**Exercise objective**
Write out each record exactly as given, but do not include the pictures.
= = =
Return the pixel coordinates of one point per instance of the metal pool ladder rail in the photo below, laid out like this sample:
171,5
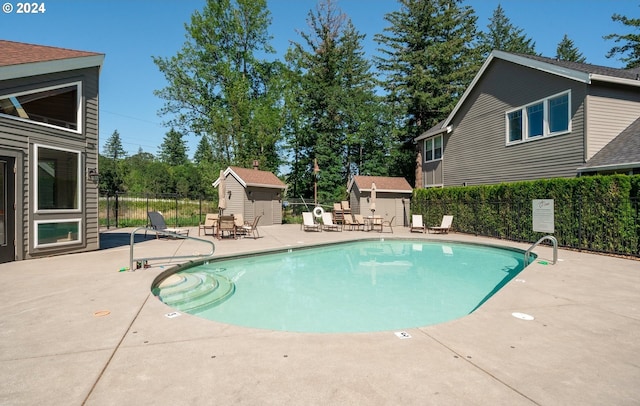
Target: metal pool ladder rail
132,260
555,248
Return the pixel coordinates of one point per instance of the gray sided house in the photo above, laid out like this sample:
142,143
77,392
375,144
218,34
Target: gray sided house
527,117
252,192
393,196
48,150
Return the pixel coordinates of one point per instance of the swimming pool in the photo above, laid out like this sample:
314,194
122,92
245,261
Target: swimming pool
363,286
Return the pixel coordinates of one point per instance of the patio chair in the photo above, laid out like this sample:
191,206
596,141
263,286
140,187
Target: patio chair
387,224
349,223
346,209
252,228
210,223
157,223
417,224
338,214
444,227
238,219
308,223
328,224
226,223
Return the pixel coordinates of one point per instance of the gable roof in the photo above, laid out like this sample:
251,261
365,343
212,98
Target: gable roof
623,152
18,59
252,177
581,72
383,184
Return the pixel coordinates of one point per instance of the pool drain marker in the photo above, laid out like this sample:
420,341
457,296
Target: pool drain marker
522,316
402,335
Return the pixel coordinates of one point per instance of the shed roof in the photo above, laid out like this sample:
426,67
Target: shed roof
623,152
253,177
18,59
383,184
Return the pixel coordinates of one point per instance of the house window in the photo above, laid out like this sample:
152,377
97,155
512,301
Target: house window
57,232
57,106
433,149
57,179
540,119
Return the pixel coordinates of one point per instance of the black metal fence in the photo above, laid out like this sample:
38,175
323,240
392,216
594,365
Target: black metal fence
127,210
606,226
= = =
**The completed task**
Return the pixel coordinates of one point per instance of the metal pool ladder rail in the photo below, laid out like this sample:
171,5
Target: metal pool ladder rail
132,260
555,248
Return the pixel coordinates of one point per instance of the gray sided house in the photo above, laid out like this sample:
142,143
77,392
375,144
218,34
Target: gray sided house
527,117
252,192
393,196
48,150
Return the pixel coordinates of one point per instance of the swimming pool in the photo above, laid out like this sample:
314,194
122,92
245,261
Target: swimming pool
363,286
Return the pixel coordinates of one point per instance of the patio chair in the photo above, laid out like this sample:
191,206
596,141
263,286
140,187
Target: patio chair
387,224
349,223
346,209
252,228
210,223
157,223
417,224
338,214
444,227
238,219
308,223
328,224
226,223
Return the pixel coordinates of one point per instance of the gable roof in the photo above, laid out like this sample:
251,261
365,343
212,98
Target: gable roof
623,152
18,59
252,177
581,72
383,184
Return the pixel coordinates of one point per instance of the pool drain marker in the photo above, laid out like this sample:
420,341
457,296
Target: pool drain marker
522,316
402,335
Return the pixel coordinates of one point per instance of the shed roof in the photo above, laid out like this sample:
426,67
Target: shed roof
623,152
253,177
18,59
383,184
Return the pixel coordinates of one point per instance of the house window in the photo above, laid out like this sample:
152,377
97,155
512,301
Target: house window
57,232
57,106
433,149
57,179
540,119
Return the pixel coordinates of one point per instance of the black metal fence in the photo above, laid out like this sample:
38,175
323,240
392,216
594,365
Target: black metal fence
127,210
606,226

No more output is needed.